** START **

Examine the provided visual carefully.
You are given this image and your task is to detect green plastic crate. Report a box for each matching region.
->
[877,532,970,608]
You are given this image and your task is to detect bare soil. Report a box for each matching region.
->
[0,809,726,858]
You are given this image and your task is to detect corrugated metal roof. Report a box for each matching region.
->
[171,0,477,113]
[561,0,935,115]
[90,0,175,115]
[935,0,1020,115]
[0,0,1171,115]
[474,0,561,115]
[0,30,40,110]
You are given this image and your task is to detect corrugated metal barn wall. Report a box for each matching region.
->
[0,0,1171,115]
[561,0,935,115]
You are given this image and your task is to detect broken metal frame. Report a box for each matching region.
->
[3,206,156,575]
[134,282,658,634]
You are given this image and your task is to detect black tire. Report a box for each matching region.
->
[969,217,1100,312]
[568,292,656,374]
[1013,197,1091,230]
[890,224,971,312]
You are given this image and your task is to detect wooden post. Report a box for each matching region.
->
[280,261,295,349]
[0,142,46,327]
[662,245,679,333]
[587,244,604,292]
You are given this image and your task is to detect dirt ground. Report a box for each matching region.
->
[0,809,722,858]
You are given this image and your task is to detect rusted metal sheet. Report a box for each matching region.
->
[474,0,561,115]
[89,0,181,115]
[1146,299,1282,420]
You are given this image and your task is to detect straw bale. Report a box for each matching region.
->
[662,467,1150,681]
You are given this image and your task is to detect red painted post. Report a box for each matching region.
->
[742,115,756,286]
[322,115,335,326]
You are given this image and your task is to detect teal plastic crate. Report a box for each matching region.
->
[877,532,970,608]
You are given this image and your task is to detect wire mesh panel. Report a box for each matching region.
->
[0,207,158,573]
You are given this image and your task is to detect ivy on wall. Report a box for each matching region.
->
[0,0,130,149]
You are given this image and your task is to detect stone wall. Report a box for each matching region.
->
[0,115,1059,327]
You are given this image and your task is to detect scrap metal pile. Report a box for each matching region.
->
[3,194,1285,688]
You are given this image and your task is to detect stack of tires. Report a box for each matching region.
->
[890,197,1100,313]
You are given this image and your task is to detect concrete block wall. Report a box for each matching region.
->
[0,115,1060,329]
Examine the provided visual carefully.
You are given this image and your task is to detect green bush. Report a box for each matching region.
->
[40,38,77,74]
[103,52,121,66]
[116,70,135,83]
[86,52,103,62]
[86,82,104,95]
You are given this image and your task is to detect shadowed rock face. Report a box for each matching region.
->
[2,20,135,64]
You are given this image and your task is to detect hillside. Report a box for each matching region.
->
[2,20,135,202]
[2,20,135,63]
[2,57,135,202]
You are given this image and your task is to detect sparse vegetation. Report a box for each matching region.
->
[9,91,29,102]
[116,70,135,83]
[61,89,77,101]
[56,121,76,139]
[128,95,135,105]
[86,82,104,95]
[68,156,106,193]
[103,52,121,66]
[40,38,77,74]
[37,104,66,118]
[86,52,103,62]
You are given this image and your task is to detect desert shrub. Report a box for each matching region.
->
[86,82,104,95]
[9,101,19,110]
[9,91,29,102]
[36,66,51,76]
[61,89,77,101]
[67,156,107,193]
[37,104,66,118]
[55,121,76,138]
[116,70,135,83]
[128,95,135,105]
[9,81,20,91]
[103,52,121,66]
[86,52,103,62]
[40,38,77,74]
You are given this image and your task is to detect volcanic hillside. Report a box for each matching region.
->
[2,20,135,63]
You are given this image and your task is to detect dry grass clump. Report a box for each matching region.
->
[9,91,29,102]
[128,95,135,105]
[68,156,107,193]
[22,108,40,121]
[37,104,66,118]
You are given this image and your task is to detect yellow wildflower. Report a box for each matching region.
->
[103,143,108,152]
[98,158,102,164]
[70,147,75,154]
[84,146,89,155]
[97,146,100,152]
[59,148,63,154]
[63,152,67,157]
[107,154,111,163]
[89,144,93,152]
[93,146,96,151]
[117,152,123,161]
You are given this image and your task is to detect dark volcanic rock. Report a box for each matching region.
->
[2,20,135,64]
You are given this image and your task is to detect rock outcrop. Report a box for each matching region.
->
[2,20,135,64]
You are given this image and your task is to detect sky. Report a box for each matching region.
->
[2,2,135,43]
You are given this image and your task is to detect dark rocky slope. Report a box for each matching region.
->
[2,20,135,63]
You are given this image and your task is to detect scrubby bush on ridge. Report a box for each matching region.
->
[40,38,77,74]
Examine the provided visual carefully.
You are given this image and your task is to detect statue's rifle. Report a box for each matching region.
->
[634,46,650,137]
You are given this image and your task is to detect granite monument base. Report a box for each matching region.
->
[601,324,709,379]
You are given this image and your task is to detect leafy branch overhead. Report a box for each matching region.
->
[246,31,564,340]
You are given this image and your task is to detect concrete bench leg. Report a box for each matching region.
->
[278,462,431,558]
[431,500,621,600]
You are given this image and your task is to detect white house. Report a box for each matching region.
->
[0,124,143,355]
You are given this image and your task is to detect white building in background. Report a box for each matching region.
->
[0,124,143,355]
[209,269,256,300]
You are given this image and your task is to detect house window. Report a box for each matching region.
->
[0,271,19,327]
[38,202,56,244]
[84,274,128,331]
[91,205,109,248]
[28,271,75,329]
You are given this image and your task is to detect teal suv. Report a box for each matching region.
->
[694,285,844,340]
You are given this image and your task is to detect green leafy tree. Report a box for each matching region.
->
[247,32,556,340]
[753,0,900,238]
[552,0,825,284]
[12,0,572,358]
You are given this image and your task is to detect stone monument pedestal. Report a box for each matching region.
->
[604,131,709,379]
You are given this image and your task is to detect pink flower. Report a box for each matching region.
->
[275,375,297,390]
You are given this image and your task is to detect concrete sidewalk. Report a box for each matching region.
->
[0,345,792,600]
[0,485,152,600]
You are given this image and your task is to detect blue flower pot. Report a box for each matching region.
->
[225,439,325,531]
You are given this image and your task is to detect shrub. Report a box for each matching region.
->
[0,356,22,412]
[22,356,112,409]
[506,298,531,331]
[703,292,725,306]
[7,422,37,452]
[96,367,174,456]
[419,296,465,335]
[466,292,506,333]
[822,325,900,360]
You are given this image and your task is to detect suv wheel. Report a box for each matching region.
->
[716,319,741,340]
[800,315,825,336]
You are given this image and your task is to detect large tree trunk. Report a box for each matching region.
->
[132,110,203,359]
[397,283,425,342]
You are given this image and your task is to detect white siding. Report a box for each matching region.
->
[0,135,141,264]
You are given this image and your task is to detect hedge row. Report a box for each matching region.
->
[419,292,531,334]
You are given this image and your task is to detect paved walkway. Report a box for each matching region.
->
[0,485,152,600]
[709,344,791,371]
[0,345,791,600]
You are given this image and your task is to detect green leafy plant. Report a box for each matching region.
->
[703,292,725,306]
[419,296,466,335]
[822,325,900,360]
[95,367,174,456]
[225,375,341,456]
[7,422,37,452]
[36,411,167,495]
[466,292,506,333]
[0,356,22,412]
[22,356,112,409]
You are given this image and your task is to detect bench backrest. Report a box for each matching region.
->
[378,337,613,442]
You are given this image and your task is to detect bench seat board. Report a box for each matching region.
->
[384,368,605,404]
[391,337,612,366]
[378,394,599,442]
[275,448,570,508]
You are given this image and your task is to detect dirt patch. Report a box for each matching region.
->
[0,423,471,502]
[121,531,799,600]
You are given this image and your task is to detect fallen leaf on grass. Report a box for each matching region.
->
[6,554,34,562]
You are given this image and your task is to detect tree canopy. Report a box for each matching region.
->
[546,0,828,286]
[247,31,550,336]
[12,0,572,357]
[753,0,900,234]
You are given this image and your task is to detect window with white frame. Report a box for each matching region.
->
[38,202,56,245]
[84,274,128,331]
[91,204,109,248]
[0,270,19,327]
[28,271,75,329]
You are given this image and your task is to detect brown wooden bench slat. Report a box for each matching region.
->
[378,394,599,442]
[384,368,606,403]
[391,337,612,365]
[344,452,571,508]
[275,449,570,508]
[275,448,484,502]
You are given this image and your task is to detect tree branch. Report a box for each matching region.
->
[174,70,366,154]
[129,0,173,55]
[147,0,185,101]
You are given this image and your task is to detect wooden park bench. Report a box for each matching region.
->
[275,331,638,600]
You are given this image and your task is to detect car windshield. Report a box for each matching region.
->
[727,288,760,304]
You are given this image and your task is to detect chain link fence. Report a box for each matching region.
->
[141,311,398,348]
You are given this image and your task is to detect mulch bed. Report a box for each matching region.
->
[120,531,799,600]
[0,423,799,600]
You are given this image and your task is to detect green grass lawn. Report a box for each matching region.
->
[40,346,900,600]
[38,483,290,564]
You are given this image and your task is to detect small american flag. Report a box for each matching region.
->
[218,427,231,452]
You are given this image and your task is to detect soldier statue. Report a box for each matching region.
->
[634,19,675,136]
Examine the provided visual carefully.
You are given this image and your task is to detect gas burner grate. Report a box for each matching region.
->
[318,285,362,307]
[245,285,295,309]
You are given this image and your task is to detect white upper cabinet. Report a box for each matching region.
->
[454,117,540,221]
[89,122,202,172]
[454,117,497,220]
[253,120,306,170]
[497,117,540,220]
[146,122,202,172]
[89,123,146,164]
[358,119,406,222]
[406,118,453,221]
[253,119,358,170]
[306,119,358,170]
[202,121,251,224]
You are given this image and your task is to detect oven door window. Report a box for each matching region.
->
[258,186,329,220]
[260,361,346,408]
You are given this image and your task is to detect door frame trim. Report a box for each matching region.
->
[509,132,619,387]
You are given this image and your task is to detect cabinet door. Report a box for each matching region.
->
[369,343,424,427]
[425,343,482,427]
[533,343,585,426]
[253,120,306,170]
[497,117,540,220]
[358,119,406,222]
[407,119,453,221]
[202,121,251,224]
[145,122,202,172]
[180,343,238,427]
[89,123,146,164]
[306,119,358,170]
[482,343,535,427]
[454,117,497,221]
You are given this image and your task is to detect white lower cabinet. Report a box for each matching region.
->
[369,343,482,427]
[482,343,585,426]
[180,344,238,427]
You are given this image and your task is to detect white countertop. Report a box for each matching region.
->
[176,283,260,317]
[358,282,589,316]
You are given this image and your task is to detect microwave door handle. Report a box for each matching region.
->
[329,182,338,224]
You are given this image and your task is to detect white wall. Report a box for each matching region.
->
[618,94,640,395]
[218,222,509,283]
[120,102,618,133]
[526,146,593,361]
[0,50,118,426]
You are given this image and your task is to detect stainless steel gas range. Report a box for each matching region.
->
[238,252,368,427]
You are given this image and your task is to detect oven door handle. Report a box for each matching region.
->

** END **

* Your instructions *
Write out, unchanged, the data from the line with "detect teal plastic" up to and including the line with "[890,197,1100,313]".

* In response *
You are given this image and your task is to detect teal plastic crate. Report a box for each matching region.
->
[877,532,970,608]
You are given this image and your task is to detect wire mesh panel. Report a box for each matching region.
->
[0,207,158,573]
You are given this image and your task is to detect ivy on wall. Report a box for each matching region.
->
[0,0,130,149]
You are given this image and your task is to detect stone wall. Report a box for each matching region.
->
[0,115,1059,327]
You are given this image and your task is to detect scrap metal pile. Report a box for each matching region.
->
[3,194,1285,688]
You are given this image and your task is to detect stack of tires. Report a box for each matching region.
->
[890,197,1100,313]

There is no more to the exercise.